* WRITTEN PROBLEM:
Set down the data below without change, skipping the pictures it holds.
─── LISTING
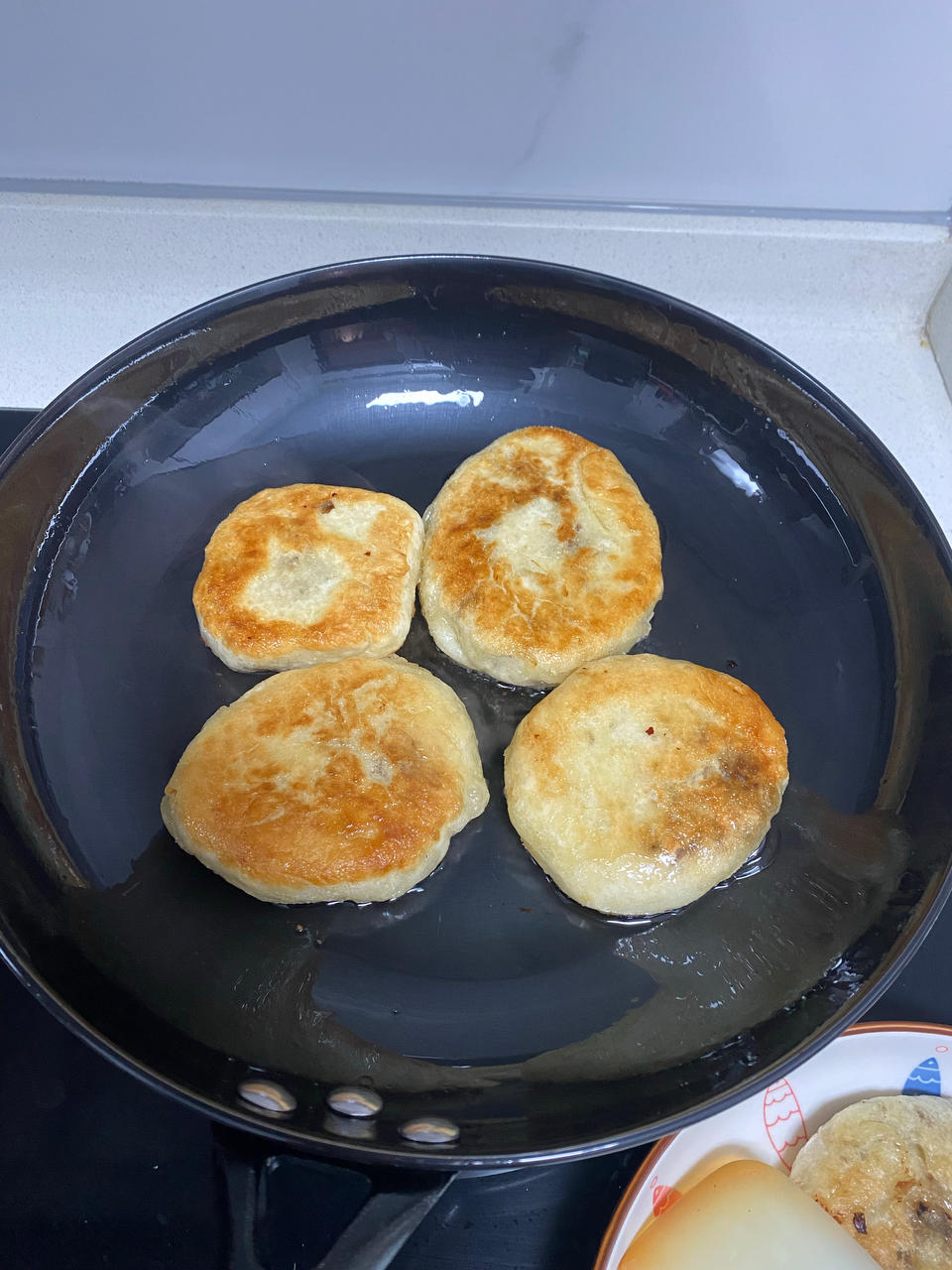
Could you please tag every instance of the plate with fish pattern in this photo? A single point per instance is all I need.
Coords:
(867, 1061)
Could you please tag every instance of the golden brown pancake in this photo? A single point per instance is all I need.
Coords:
(306, 574)
(539, 556)
(884, 1169)
(340, 781)
(642, 783)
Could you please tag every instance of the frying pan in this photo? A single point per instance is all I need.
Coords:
(488, 1020)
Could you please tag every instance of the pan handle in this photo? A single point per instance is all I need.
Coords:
(384, 1224)
(398, 1202)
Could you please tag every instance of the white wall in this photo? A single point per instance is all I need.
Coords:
(821, 103)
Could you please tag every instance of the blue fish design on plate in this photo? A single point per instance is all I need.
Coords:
(924, 1079)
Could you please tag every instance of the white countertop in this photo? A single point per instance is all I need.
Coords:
(846, 300)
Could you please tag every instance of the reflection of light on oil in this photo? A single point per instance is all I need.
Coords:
(426, 397)
(735, 474)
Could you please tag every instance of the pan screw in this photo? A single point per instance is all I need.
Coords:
(267, 1096)
(429, 1130)
(352, 1100)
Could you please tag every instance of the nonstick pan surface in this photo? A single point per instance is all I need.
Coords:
(796, 556)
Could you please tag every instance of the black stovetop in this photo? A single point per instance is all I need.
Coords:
(99, 1171)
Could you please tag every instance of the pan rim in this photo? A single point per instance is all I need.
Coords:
(303, 280)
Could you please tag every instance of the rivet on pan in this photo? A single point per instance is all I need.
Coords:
(268, 1096)
(352, 1100)
(429, 1130)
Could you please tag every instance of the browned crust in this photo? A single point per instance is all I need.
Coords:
(367, 607)
(643, 781)
(276, 786)
(575, 613)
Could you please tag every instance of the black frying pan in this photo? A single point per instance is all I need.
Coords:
(796, 554)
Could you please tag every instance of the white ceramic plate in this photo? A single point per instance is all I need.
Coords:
(774, 1125)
──────
* RESPONSE TO THE TASK:
Could you please tag every instance of the plate with fish pattern in this photo? A single point per instance is all I need.
Coords:
(867, 1061)
Could you please tag every instance of the golden brown pancake in this photo? A single point per instance is all I need.
Coords:
(306, 574)
(539, 556)
(884, 1169)
(340, 781)
(642, 783)
Could you please tag every instance of the frying pan in this photo? A single point per instance is all I need.
Coords:
(488, 1020)
Could you please tag every instance of the pan handle in this photo? A single point per instance is all I need.
Coords:
(384, 1224)
(398, 1202)
Could you please tag every instance of the white wall in this photo? A single point per instance is all I need.
Coords:
(821, 103)
Could you please tag every instance of the blue fish design on plate in this photo? A single point per instance is all I need.
Coords:
(924, 1079)
Could you please tag every instance of the white countertop in this photo? A single point per instance is all I need.
Coords:
(846, 300)
Could you please tag every instance of the reflection of light on oil in this photo? A single point per instance is all I need.
Coords:
(426, 397)
(735, 474)
Could you please tag every instance of the pan screw in this photo? A single point per instance is all I need.
Coords:
(267, 1096)
(429, 1130)
(352, 1100)
Could you please tag every instance of the nonstick pan surface in this photo? A single point per instance is all I need.
Coords:
(796, 556)
Could you please tag every instance of the black stovetop in this photo? A single point per instance is all I need.
Coords:
(99, 1171)
Could you please tag every instance of the pan rim in this photo? A single point per instance is all I need.
Coords:
(303, 280)
Could you please tag every instance of the rivet on pan in this photo? A single point per instance is all I need.
Coords:
(268, 1096)
(352, 1100)
(429, 1130)
Could you please tag every instance of the browned crust in this photo? A single point per instance is all I need.
Coords:
(367, 607)
(643, 781)
(276, 786)
(575, 613)
Could you please tag every instance of the black frying pan in this photo? A single point per instance is all I need.
Coords:
(796, 554)
Could you please tag every instance of the white ceramic plate in this photo? A single point per instance is all I need.
Coords:
(774, 1125)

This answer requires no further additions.